**What you are asked to do:**
Quote all of the entries word for word.

*** Data Section Begins ***

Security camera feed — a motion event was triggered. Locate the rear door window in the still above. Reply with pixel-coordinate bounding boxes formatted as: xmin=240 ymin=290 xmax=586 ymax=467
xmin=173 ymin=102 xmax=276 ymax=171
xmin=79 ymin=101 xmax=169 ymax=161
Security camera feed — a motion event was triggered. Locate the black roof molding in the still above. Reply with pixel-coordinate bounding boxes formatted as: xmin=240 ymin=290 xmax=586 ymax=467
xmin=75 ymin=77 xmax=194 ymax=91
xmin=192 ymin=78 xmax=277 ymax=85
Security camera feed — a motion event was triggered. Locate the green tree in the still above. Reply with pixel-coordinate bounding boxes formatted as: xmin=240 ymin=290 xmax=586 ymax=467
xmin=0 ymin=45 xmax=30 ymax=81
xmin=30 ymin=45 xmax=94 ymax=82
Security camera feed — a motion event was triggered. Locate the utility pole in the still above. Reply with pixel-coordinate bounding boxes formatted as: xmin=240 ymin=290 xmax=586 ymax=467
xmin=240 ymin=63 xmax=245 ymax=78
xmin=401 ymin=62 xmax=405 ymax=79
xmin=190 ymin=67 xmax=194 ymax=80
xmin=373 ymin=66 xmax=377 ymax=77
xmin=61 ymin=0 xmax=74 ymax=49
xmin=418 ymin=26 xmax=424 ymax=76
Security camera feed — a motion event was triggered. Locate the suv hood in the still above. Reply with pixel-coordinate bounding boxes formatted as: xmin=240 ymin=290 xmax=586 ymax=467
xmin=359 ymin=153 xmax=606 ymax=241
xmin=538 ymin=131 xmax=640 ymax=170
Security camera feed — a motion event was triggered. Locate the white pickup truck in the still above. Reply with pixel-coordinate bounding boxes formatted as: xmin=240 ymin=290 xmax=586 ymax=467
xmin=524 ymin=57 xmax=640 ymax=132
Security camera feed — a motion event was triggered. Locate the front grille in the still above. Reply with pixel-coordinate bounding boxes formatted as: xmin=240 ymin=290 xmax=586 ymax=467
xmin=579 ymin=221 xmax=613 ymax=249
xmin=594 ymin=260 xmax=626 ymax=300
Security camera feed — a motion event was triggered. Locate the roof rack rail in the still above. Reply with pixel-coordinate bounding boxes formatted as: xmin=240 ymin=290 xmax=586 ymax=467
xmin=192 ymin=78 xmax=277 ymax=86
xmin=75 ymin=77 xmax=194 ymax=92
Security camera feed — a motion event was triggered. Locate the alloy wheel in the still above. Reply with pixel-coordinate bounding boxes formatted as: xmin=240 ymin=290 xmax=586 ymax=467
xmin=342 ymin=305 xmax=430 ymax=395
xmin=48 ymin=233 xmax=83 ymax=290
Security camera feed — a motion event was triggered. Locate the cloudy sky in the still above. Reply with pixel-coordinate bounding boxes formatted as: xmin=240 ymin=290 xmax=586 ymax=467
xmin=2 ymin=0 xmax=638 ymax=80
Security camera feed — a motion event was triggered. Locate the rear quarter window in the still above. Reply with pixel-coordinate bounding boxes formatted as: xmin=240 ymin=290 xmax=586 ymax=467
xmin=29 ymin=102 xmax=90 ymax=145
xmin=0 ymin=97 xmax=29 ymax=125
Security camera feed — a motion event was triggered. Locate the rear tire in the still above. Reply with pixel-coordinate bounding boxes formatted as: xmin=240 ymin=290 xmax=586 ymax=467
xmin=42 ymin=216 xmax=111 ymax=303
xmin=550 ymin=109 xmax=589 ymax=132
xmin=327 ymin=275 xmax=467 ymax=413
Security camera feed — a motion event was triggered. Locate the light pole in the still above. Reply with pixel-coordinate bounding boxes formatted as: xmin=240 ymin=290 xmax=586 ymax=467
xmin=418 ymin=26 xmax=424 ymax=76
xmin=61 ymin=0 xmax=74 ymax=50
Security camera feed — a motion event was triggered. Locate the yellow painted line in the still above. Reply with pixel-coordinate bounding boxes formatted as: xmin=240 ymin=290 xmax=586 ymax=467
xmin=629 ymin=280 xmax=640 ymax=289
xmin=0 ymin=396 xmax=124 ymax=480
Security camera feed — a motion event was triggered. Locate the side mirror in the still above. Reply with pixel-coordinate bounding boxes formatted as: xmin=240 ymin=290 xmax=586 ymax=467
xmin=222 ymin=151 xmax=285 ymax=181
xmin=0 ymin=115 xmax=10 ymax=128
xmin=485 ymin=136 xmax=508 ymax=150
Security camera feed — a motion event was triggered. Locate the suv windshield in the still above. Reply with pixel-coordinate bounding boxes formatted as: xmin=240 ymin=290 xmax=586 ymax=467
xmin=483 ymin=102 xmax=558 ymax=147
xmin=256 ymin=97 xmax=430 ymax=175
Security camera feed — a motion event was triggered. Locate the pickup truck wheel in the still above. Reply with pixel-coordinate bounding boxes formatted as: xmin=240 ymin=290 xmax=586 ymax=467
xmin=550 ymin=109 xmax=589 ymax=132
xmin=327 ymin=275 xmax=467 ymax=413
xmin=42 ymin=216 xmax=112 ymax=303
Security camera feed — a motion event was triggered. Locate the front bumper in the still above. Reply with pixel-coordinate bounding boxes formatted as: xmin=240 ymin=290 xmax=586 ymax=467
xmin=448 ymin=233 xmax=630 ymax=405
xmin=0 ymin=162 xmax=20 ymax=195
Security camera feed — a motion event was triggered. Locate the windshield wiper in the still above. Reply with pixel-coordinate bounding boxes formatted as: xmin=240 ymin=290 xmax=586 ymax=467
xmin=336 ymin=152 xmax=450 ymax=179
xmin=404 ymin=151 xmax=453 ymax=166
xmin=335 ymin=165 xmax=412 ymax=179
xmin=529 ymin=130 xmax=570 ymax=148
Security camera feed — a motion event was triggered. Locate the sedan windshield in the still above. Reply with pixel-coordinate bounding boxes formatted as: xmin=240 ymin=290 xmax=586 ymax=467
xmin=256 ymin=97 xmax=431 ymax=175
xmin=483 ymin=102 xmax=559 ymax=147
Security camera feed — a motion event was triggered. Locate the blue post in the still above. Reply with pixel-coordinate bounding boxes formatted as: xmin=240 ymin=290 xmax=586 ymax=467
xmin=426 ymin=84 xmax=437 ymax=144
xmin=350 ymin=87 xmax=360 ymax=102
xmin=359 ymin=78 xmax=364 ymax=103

*** Data Section Ends ***

**Response to the task:**
Security camera feed — a motion event was triggered. Locate the rear door window in the still above. Reply with pixel-coordinate bounding boxes formatted as: xmin=240 ymin=290 xmax=586 ymax=467
xmin=173 ymin=102 xmax=276 ymax=171
xmin=79 ymin=101 xmax=169 ymax=161
Security camera feed — a motion event was triggered. Locate the black roof molding in the still above. Reply with pixel-coordinate bounding boxes formatted as: xmin=240 ymin=290 xmax=586 ymax=467
xmin=75 ymin=77 xmax=194 ymax=91
xmin=192 ymin=78 xmax=277 ymax=85
Security camera feed — a motion event was triggered. Locate the green tree in the still above. Reply with pixel-coordinate bounding boxes formatted as: xmin=240 ymin=290 xmax=586 ymax=467
xmin=0 ymin=45 xmax=30 ymax=81
xmin=30 ymin=45 xmax=94 ymax=82
Security camera feed — a motion event was triggered. Locate the utility pole in the still above. Reply with pixel-coordinate bounding boxes formatted as: xmin=240 ymin=290 xmax=586 ymax=467
xmin=240 ymin=63 xmax=245 ymax=78
xmin=401 ymin=62 xmax=405 ymax=79
xmin=190 ymin=67 xmax=194 ymax=80
xmin=373 ymin=66 xmax=377 ymax=77
xmin=61 ymin=0 xmax=74 ymax=49
xmin=418 ymin=26 xmax=424 ymax=76
Security camera feed — a motion event was triggered. Locate the suv hood in the still above. Reply with pixel-coordinate bounding boxes formatted as: xmin=240 ymin=290 xmax=586 ymax=467
xmin=359 ymin=153 xmax=606 ymax=241
xmin=538 ymin=131 xmax=640 ymax=170
Security camera feed — a motion event was triggered. Locate the white pickup truck in the still above. Reply with pixel-coordinate bounding boxes formatted as: xmin=240 ymin=290 xmax=586 ymax=467
xmin=524 ymin=57 xmax=640 ymax=132
Security camera feed — a motion event was triggered. Locate the front grille in the still above. Reply with pixel-coordinate bounding boxes formatted as: xmin=240 ymin=290 xmax=586 ymax=467
xmin=579 ymin=221 xmax=613 ymax=249
xmin=594 ymin=260 xmax=626 ymax=300
Security camera feed — a motion event was triggered. Locate the roof rack rail in the still above. Reply with pixel-coordinate bounding boxes formatted as: xmin=240 ymin=290 xmax=586 ymax=467
xmin=192 ymin=78 xmax=277 ymax=86
xmin=75 ymin=77 xmax=194 ymax=92
Security camera feed — a motion event was triggered. Locate the alloy wheel in the still above. Reply with pixel-coordinate bounding boxes formatted as: xmin=240 ymin=290 xmax=586 ymax=467
xmin=342 ymin=305 xmax=430 ymax=395
xmin=48 ymin=233 xmax=83 ymax=290
Security camera feed — a motion event was triggered. Locate the cloudy sky in the still above. Reply with pixel-coordinate bounding boxes formatted as: xmin=240 ymin=290 xmax=586 ymax=467
xmin=2 ymin=0 xmax=638 ymax=80
Security camera feed — a motion event was triggered. Locate the rear quarter window in the still above. Reply with pixel-coordinate bounding boxes formatted as: xmin=240 ymin=290 xmax=586 ymax=467
xmin=29 ymin=102 xmax=90 ymax=145
xmin=0 ymin=97 xmax=29 ymax=125
Security camera feed — a motion event was triggered. Locate the rear tire in the still above. Reply with pixel-coordinate bounding boxes formatted as: xmin=240 ymin=290 xmax=586 ymax=467
xmin=42 ymin=216 xmax=111 ymax=303
xmin=550 ymin=109 xmax=589 ymax=132
xmin=327 ymin=275 xmax=467 ymax=413
Security camera feed — a motion event was triggered. Locate the light pole in the still above. Reply with pixel-coordinate bounding boxes formatted as: xmin=240 ymin=290 xmax=586 ymax=467
xmin=418 ymin=26 xmax=424 ymax=76
xmin=61 ymin=0 xmax=74 ymax=50
Security camera feed — a motion event was triggered. Locate the yellow painted line in the still above. Reply with pixel-coordinate bounding boxes formatted as: xmin=240 ymin=290 xmax=586 ymax=467
xmin=629 ymin=280 xmax=640 ymax=289
xmin=0 ymin=396 xmax=124 ymax=480
Security camera feed — a motion event was triggered. Locate the side mirror in the still above. Reply with pixel-coordinate bounding boxes formatted as: xmin=240 ymin=290 xmax=586 ymax=467
xmin=222 ymin=151 xmax=285 ymax=181
xmin=0 ymin=115 xmax=10 ymax=128
xmin=485 ymin=136 xmax=508 ymax=150
Security camera feed — a motion event was triggered. Locate the suv windshield in the still above. Reply with pixel-coordinate bounding boxes formatted as: xmin=240 ymin=290 xmax=586 ymax=467
xmin=483 ymin=102 xmax=558 ymax=147
xmin=256 ymin=97 xmax=430 ymax=175
Security camera feed — a motion event was triggered. Locate the pickup truck wheel in the still above. Reply with pixel-coordinate bounding boxes formatted as: xmin=240 ymin=290 xmax=586 ymax=467
xmin=550 ymin=109 xmax=589 ymax=132
xmin=327 ymin=275 xmax=467 ymax=413
xmin=42 ymin=216 xmax=112 ymax=303
Security camera feed — a motion event was triggered. Locate the front bumper in the still above. Reply with pixel-coordinate bounding boxes formatted as: xmin=240 ymin=290 xmax=586 ymax=467
xmin=448 ymin=233 xmax=630 ymax=405
xmin=0 ymin=162 xmax=20 ymax=195
Security camera feed — a motion event was triggered. Locate the windshield wiper in the still above. Reply with pixel-coordinate bounding boxes formatted as: xmin=240 ymin=290 xmax=586 ymax=467
xmin=336 ymin=152 xmax=450 ymax=179
xmin=404 ymin=151 xmax=453 ymax=166
xmin=335 ymin=165 xmax=412 ymax=179
xmin=529 ymin=130 xmax=570 ymax=148
Security camera feed — a motion event was triggered. Locate the sedan windshield in the still above. Reply with pixel-coordinate bounding boxes formatted as: xmin=240 ymin=290 xmax=586 ymax=467
xmin=256 ymin=97 xmax=431 ymax=175
xmin=483 ymin=102 xmax=559 ymax=147
Security camera feed — a motion event was triggered. Locate the blue post in the still above. Reply with pixel-coordinate bounding boxes formatted as: xmin=240 ymin=290 xmax=586 ymax=467
xmin=426 ymin=84 xmax=437 ymax=144
xmin=350 ymin=87 xmax=360 ymax=102
xmin=359 ymin=78 xmax=364 ymax=103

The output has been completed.